§ PROVIDED TEXT
Assessment of drought tolerance of some Triticum L. species through physiological indices

Wheat is one of the most important crops in the world. Its yield is greatly influenced by global climate change and scarcity of water in the arid and semi-arid areas of the world. So, exploration of gene resources is of importance to wheat breeding in order to improve the crop ability of coping with abiotic stress environment. Wild relatives of wheat are rich repositories of beneficial genes that confer tolerance or resistance not only to drought but also to other environmental stresses. In the present study, the changes in leaf relative water content (RWC), free proline content, and malondialdehyde (MDA) accumulation of five wild wheat species including T. boeticum (YS-1L), T. dicoccum var. dicoccoides (YS-2L), T. araraticum (ALLT), and two cultivated varieties of T. turgidum ssp. durum (MXLK and 87341), with two well-known common wheat cultivars (SH6 and ZY1) possessing strong drought resistance and sensitiveness, respectively, as references were investigated during 3-day water stress and 2-day recovery, in order to assess the drought tolerance of these wild wheat species. The laboratory experiment was conducted under two water regimes (stress and non-stress treatments). Stress was induced to hydroponically grown two weeks old wheat seedlings with 20% PEG 6000. Stress treatment caused a much smaller decrease in the leaf RWC and rise in MDA content in YS-1L compared to the other wheat species. From the data it was obvious that YS-1L was the most drought tolerant among studied species having significantly higher proline and RWC while lower MDA content under water stress conditions. The order of water stress tolerance of these species according to the three parameters is: YS-1L > YS-2L > SH6 > 87341 > ZY1 > MXLK > ALLT. We speculate that the observed drought stress tolerance at a cellular level was associated with the ability to accumulate proline and high water level conservation.

§ RECORDS SUPPLIED
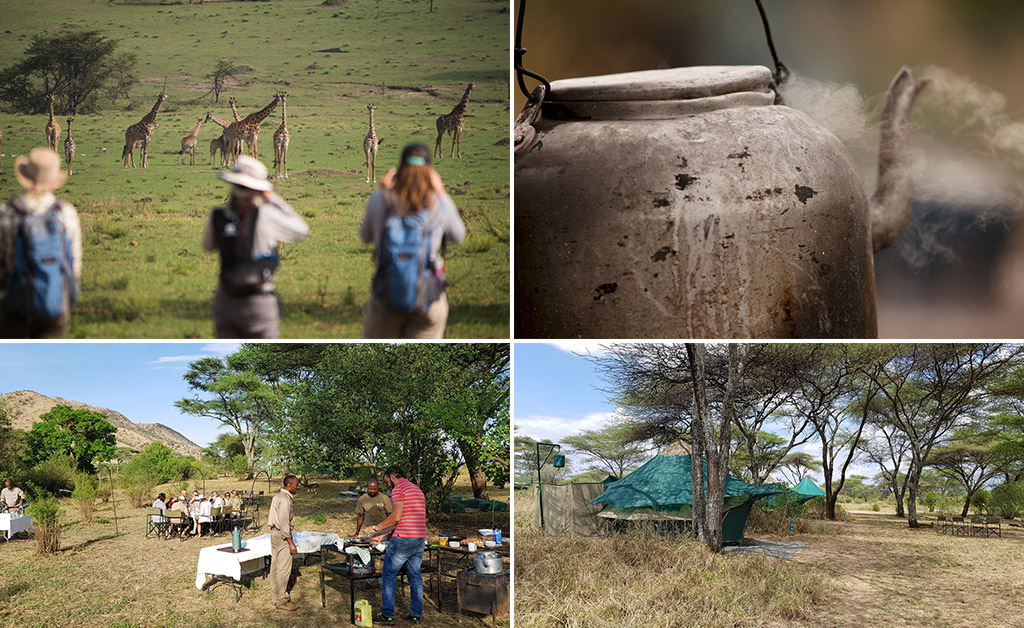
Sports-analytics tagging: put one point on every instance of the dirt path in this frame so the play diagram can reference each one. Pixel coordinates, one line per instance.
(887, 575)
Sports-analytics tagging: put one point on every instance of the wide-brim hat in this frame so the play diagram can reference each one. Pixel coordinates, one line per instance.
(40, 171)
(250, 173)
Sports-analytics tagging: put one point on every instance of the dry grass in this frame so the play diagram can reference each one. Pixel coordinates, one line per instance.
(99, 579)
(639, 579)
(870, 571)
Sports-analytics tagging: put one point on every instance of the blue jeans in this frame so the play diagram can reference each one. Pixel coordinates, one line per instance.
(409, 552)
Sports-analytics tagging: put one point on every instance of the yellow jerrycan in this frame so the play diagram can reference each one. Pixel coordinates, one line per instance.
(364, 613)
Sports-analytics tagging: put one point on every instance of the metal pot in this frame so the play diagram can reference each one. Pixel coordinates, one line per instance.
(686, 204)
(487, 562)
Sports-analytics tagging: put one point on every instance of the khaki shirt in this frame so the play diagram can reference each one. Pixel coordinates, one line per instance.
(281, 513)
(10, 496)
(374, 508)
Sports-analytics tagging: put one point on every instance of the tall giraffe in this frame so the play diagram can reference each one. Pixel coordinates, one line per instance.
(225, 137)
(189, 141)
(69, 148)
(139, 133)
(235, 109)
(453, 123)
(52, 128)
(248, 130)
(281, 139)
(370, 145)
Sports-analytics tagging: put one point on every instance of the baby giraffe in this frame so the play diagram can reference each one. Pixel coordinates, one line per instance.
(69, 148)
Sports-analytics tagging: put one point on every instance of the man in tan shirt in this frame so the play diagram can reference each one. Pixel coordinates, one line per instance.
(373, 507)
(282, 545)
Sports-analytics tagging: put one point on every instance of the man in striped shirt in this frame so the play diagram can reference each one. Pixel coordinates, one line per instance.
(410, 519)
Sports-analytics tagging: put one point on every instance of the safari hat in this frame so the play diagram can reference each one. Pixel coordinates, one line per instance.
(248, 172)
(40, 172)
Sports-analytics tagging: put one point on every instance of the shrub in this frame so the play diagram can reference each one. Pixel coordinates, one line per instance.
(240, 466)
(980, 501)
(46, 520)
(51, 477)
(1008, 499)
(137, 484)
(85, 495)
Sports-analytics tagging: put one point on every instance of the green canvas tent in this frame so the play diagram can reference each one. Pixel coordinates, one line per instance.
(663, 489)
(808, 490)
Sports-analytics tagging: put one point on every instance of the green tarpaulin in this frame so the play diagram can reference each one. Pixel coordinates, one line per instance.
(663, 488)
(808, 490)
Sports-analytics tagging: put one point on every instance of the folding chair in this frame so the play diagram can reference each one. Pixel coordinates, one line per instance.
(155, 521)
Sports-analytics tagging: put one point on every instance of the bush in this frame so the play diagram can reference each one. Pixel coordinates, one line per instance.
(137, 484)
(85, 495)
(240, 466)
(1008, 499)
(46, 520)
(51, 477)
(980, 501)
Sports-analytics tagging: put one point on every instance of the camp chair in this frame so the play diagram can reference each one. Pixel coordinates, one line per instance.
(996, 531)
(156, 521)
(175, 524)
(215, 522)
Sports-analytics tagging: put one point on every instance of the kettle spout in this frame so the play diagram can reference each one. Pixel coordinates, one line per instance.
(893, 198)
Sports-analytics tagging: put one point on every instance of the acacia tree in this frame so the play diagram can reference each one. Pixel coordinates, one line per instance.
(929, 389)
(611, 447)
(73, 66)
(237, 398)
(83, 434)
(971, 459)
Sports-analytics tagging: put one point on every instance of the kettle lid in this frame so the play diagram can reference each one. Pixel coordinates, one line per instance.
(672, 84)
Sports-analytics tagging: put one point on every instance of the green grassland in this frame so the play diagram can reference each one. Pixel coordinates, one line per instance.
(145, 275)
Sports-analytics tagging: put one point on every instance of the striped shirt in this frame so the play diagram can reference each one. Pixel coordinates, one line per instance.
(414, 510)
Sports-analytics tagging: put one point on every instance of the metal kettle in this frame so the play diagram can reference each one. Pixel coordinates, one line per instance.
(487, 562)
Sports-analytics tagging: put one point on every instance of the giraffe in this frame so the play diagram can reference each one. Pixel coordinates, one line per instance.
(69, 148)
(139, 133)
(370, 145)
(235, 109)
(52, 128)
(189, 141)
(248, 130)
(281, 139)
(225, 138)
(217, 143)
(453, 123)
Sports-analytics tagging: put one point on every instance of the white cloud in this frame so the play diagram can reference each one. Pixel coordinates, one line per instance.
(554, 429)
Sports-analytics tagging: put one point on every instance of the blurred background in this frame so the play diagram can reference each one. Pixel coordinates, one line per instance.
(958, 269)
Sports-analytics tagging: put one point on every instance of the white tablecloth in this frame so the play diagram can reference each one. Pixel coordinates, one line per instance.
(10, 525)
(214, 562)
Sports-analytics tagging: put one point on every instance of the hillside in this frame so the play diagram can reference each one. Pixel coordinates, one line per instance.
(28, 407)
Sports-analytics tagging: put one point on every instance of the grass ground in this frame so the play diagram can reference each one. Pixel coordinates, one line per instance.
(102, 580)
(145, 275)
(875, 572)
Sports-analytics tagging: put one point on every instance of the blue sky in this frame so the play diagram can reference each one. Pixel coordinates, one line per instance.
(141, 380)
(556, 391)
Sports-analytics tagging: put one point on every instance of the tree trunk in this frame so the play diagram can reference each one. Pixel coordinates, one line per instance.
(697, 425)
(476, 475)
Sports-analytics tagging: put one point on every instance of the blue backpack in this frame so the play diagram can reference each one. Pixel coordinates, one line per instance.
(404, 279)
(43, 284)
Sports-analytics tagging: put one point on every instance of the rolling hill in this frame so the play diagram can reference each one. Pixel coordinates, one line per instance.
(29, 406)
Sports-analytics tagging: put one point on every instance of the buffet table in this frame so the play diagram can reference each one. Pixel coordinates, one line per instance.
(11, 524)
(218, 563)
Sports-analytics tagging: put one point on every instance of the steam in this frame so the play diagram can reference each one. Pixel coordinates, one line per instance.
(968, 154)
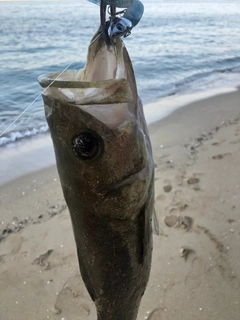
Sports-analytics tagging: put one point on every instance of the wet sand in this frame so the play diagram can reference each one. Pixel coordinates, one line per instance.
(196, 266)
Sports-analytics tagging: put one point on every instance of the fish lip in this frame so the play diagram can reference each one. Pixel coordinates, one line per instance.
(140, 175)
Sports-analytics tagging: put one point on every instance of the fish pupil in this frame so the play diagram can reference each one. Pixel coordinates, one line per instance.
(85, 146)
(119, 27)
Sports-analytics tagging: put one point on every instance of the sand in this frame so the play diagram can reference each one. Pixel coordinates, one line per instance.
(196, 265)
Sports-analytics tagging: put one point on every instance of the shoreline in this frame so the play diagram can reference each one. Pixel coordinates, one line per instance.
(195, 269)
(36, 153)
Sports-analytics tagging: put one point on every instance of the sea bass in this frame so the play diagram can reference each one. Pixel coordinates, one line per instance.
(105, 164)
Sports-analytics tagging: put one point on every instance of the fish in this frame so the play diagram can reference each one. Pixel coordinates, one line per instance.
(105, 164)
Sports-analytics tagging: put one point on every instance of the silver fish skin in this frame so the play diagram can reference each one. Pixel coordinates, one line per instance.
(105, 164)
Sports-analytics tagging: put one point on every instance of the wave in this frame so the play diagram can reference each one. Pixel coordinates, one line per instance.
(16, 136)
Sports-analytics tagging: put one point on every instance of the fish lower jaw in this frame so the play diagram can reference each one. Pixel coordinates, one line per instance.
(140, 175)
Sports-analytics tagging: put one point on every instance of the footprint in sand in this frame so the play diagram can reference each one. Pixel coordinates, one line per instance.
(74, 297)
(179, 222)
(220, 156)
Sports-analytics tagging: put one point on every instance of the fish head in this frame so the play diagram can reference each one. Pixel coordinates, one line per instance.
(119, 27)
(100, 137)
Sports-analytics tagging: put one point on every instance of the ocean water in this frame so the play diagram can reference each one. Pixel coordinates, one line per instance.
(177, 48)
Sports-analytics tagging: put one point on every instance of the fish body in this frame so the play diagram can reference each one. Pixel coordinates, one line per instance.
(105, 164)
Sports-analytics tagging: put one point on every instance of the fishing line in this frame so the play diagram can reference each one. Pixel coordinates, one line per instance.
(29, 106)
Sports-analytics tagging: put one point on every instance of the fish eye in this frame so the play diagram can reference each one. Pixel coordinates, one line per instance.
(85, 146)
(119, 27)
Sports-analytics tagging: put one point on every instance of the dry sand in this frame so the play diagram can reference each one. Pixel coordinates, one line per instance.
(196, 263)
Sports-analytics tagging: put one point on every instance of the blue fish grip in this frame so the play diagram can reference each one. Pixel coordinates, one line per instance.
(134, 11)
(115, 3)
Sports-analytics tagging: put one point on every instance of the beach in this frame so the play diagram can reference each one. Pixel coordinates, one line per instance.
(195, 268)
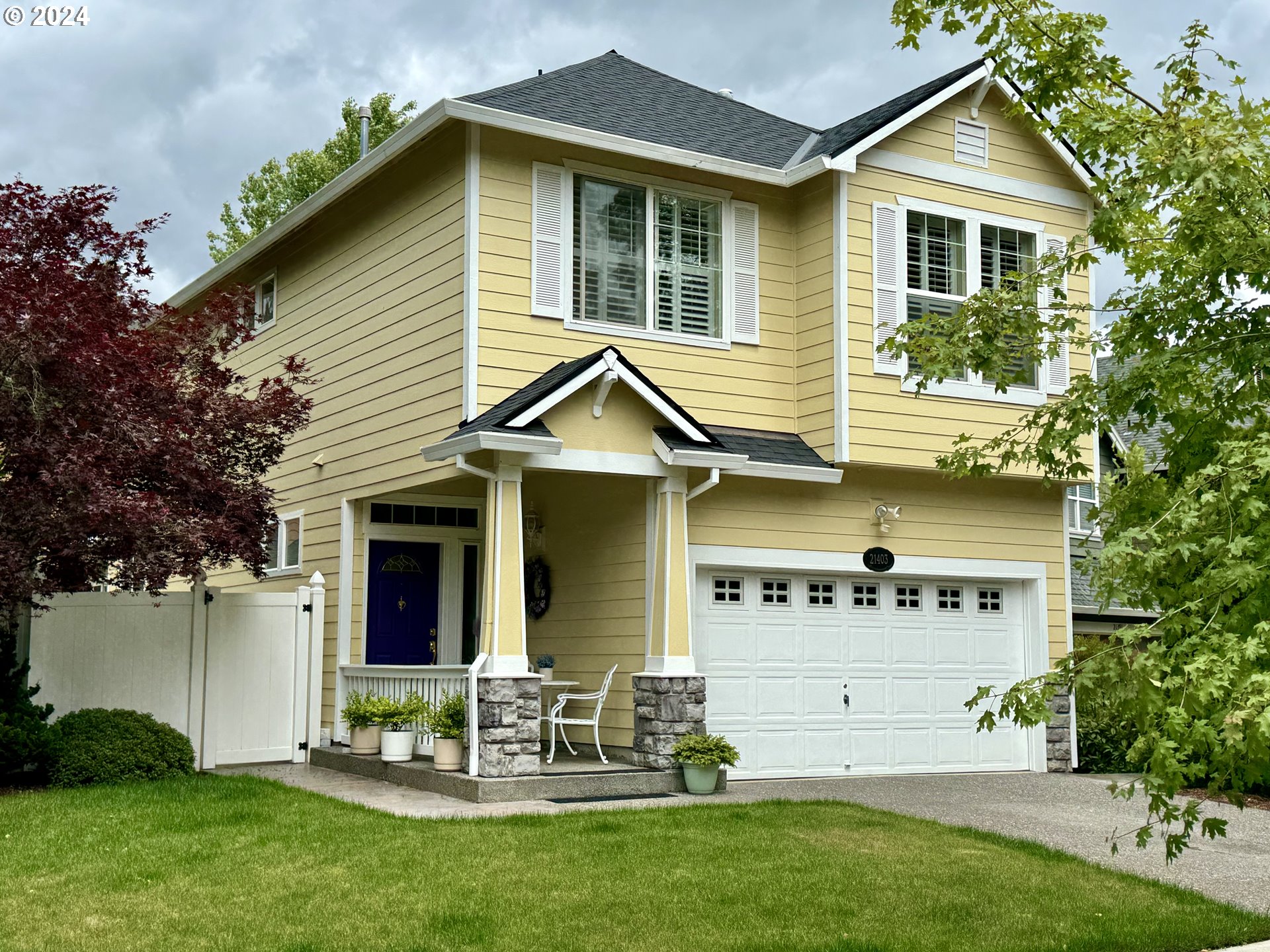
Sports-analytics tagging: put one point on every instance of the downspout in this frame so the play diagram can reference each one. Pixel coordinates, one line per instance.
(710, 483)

§ INSTRUCTIONS TO FOLLOW
In the text on wheat drought tolerance, what was used to induce water stress in the seedlings?

§ SOLUTION TO THIS EXERCISE
20% PEG 6000.